[SUAS TAREFAS]
- a) Segundo o relato sobre leitura, qual livro foi terminado ontem?
- b) Prossiga o relato sobre leitura a partir da última frase apresentada.

“Torto Arado”, de Itamar Vieira Júnior, ouviu falar? Pois acabei essa leitura deliciosa ontem. Ando mais viciada do que nunca pela companhia de um livro embaixo do braço, do guarda-sol, com vinho, com café, com ou sem as crianças, enquanto o marido assiste a série dele no Netflix, enfim, do jeito que for. Ando “comendo” um por semana, curiosa por histórias que não sejam as minhas… Até como forma de entendê-las melhor, buscar abrigo na de outras, mesmo que em ficção. Afinal a arte imita a vida e nada mais carinhoso com a gente mesma do que se deixar invadir pelos amores, caos, dramas e pela felicidade que se dá na vida de outros como forma de normalizar as coisas. E eu estava, ou diria “estou” precisando disso.

Abri o ano “mais para dentro do que para fora”, sabe? Sem a vontade da festa e com muita sede de vinho e livros. E na minha introspeção, ouvir as histórias lidas silenciosamente pelos meus olhos famintos, sedentos por percepções diferentes e particulares da vida, pelo prisma de todo e qualquer ser humano disposto a escrever, tem me feito um bem danado, como faria um prato de arroz, feijão e ovo para qualquer um na hora da fome.  Tem coisa melhor? Comida para o corpo e para a alma?

[SEÇÃO DE DADOS]

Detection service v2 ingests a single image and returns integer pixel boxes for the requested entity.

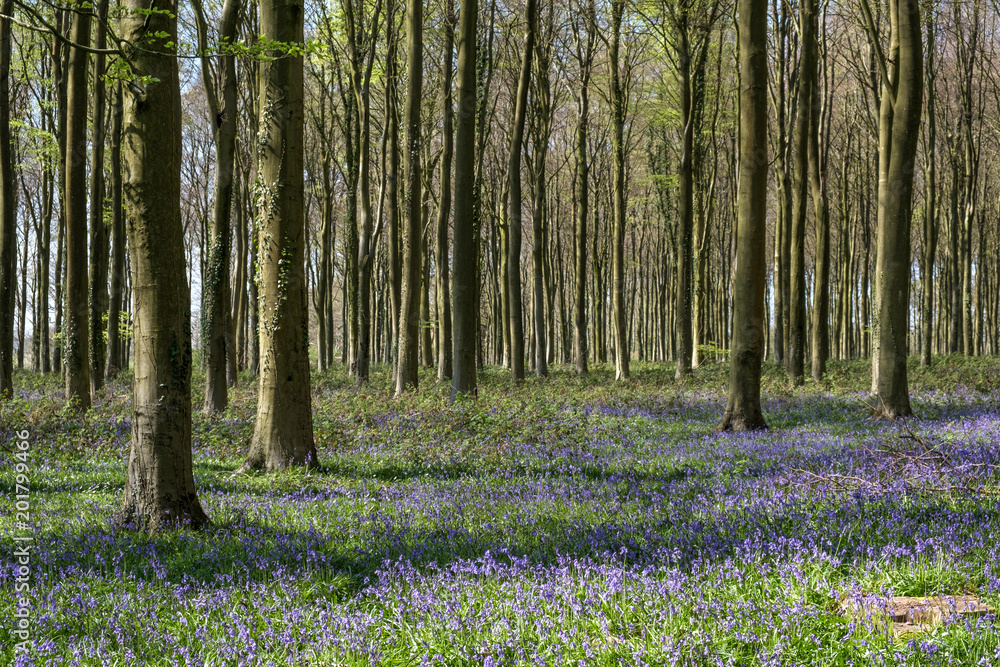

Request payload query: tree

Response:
[192,0,240,412]
[0,0,17,398]
[608,0,632,380]
[344,0,382,382]
[719,0,767,431]
[657,0,728,379]
[808,2,830,382]
[121,0,208,532]
[571,0,596,375]
[863,0,920,418]
[434,0,455,382]
[920,6,938,366]
[786,0,819,384]
[451,0,479,401]
[241,0,318,471]
[62,0,90,410]
[507,0,538,382]
[105,82,125,379]
[88,0,108,395]
[396,0,422,396]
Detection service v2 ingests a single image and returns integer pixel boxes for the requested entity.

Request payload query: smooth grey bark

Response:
[572,0,597,375]
[874,0,924,418]
[920,8,938,366]
[451,0,479,401]
[89,0,109,396]
[396,2,424,396]
[872,0,920,419]
[531,3,554,377]
[809,7,830,382]
[434,1,455,382]
[241,0,318,471]
[344,0,382,383]
[507,0,537,382]
[120,0,208,532]
[786,0,819,384]
[192,0,240,412]
[63,2,91,410]
[104,81,125,379]
[719,0,768,431]
[608,0,632,380]
[0,0,17,399]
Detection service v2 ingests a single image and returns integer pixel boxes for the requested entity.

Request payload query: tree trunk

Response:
[0,0,17,399]
[241,0,318,470]
[920,9,938,366]
[89,0,109,396]
[809,11,830,382]
[121,0,208,532]
[344,0,382,383]
[105,82,125,379]
[873,0,923,418]
[786,0,819,384]
[434,1,455,382]
[194,0,240,412]
[396,2,424,396]
[451,0,479,401]
[573,57,593,375]
[63,7,90,410]
[609,0,631,380]
[719,0,768,431]
[507,0,537,382]
[385,7,403,377]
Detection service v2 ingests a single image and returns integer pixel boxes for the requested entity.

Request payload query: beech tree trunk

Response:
[434,2,455,382]
[507,0,537,382]
[63,7,90,410]
[242,0,318,471]
[609,0,631,380]
[0,0,17,399]
[873,0,920,418]
[396,2,424,396]
[194,0,240,412]
[120,0,208,532]
[920,6,938,366]
[451,0,479,401]
[719,0,768,431]
[786,0,819,384]
[106,82,125,379]
[89,0,108,396]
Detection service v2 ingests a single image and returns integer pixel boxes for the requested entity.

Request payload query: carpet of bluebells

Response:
[0,358,1000,666]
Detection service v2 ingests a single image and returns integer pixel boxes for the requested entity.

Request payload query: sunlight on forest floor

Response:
[0,357,1000,665]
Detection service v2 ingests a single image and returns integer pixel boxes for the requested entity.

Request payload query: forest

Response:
[0,0,1000,666]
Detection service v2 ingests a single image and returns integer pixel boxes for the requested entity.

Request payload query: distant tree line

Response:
[0,0,988,522]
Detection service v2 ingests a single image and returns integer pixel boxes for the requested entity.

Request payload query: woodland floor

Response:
[0,357,1000,665]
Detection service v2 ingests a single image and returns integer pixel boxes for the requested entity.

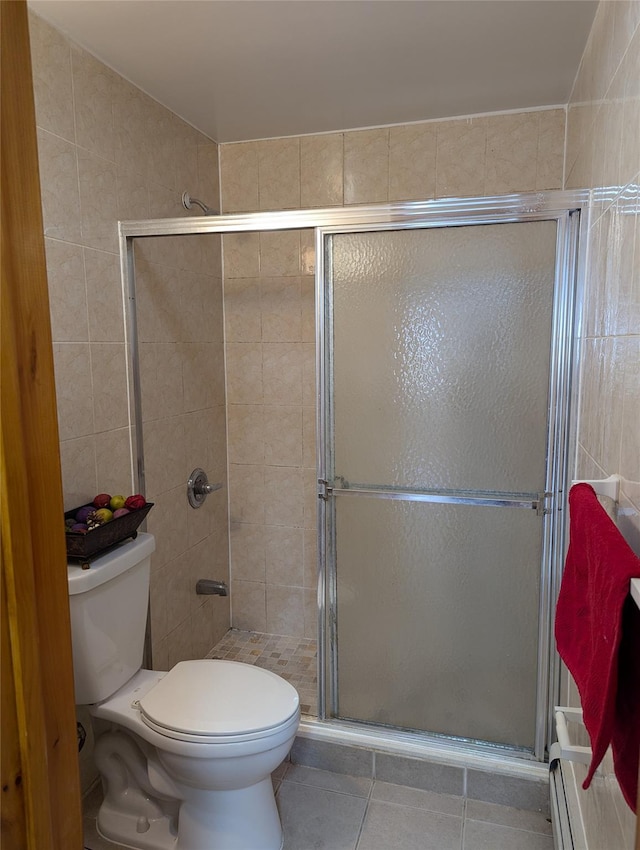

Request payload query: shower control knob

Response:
[187,467,222,508]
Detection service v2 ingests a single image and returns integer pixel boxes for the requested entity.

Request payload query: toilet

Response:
[67,533,300,850]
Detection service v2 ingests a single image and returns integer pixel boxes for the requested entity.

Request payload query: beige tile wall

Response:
[566,0,640,553]
[220,109,565,637]
[566,0,640,836]
[30,8,229,669]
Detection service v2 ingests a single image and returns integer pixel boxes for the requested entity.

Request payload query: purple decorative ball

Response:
[76,505,95,523]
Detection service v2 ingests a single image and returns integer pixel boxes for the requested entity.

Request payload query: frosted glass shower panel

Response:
[336,496,542,750]
[328,221,557,493]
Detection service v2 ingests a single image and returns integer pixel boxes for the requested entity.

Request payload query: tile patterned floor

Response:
[85,763,553,850]
[207,629,318,717]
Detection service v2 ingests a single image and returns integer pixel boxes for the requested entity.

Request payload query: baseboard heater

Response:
[549,706,599,850]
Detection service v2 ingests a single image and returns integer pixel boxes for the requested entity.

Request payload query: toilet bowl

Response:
[69,534,300,850]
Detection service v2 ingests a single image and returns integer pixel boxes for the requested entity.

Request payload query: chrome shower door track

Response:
[119,190,590,764]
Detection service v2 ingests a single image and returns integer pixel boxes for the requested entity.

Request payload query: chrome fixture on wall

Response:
[196,578,229,596]
[187,467,222,508]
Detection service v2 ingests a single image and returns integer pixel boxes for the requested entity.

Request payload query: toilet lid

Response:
[139,659,300,736]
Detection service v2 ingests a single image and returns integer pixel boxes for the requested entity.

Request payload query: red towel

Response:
[555,484,640,811]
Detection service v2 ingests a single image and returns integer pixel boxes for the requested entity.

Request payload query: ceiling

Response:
[29,0,598,142]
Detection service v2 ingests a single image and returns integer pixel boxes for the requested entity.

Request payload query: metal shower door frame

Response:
[118,190,590,751]
[316,192,586,761]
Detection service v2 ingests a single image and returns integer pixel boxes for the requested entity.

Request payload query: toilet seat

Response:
[136,659,300,744]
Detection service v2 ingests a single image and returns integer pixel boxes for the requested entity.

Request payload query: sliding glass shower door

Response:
[319,220,558,757]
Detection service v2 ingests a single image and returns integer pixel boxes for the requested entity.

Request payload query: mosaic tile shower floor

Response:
[207,629,318,717]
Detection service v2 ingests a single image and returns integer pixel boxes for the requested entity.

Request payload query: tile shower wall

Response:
[566,0,640,836]
[220,109,565,638]
[30,15,229,669]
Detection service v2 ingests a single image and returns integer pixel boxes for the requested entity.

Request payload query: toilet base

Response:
[96,800,177,850]
[97,777,284,850]
[176,776,283,850]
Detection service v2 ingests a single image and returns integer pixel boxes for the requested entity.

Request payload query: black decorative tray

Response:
[64,502,154,562]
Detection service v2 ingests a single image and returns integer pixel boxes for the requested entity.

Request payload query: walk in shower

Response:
[121,192,584,762]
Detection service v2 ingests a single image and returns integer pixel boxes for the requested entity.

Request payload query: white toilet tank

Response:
[67,533,156,705]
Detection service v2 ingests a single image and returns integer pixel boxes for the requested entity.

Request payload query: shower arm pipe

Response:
[182,191,216,215]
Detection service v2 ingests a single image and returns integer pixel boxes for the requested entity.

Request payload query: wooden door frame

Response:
[0,0,82,850]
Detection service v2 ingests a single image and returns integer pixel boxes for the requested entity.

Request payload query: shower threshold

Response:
[207,629,548,781]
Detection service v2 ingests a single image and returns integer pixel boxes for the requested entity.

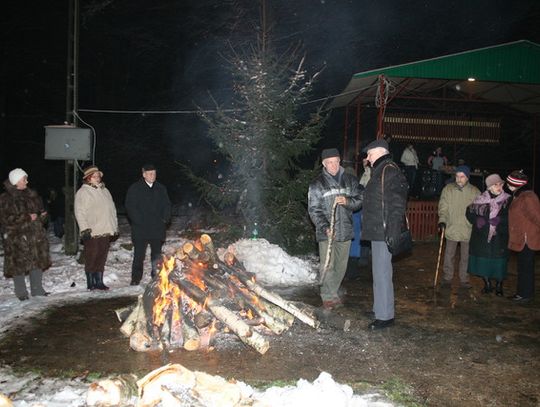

[RESULTADOS DOS EXERCÍCIOS]
- a) "Torto Arado", de Itamar Vieira Júnior.

- b)
O livro retrata a história exigente e íntima de mulheres. É contada do lugar de crianças, de filhas, de mães, de esposas, de roceiras. Retrata o caminho social exigente da comunidade negra do sertão da Bahia, do tempo pós-escravidão, da sobrevida das famílias em um ambiente que vive entre a aridez das secas e as enchentes dos rios, entre o excesso de trabalho e a fome, sustentada por suas crenças espirituais, base que as mantinham andando. Realçando a realidade principalmente das mulheres em um contexto cultural oposto ao que rege as batalhas do feminino que conhecemos tão bem hoje. Mulheres fortes e expostas às mais cruéis intempéries e realidades… Sem vez, quase sem escolha, analfabetas, mães jovens e de filhos numerosos. Mães órfãs por todos os seus lados, dadas as condições precárias de saúde, de acompanhamento, de pré-natal, de matrimônio.

Só que não é disso que eu gostaria de falar especificamente, mesmo sucumbindo a urgência de citar uma realidade que ainda é, de certa forma, nesses lugares invisíveis do Brasil. Essa foi só uma linha geral no convite à leitura que vale a pena…  Quero contar da “Salu”, mãe das personagens principais do livro e esposa do curandeiro, e do quanto ela me tocou com a sua história. Com a sua missão de “mãe de pegação” das crianças da comunidade às quais trouxe ao mundo como parteira. Ela não dava a vida, deu apenas aos seus, mas trazia ao mundo “deles” um tanto de gente. Função não remunerada e de um pertencimento incrível quando se trata de uma comunidade que conta apenas com seus integrantes. Uma aula de solidariedade e de senso coletivo, o famoso “juntos somos mais fortes”.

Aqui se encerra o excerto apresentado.